== Aim ==
Give the entries starting at the line that contains "Target — drainpipe" and ending at the line that contains "column 577, row 173" as a two-column CSV with the columns entry_text and result, one row per entry and no other entries included. Enclose each field in quotation marks and replace any line breaks with spaces.

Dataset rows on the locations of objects
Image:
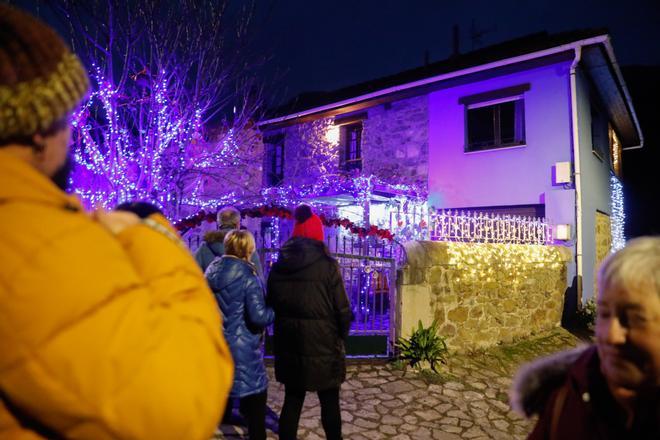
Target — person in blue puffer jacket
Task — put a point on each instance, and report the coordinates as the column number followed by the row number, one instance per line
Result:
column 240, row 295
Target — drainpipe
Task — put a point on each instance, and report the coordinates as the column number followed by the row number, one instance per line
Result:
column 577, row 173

---

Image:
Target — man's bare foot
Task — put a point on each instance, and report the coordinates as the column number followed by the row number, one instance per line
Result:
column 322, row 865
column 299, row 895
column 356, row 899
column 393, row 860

== Written answer ==
entry_text,result
"Target — drainpipe Task — put a point on each instance, and report the coordinates as the column number followed by the row number, one instance per line Result:","column 577, row 173"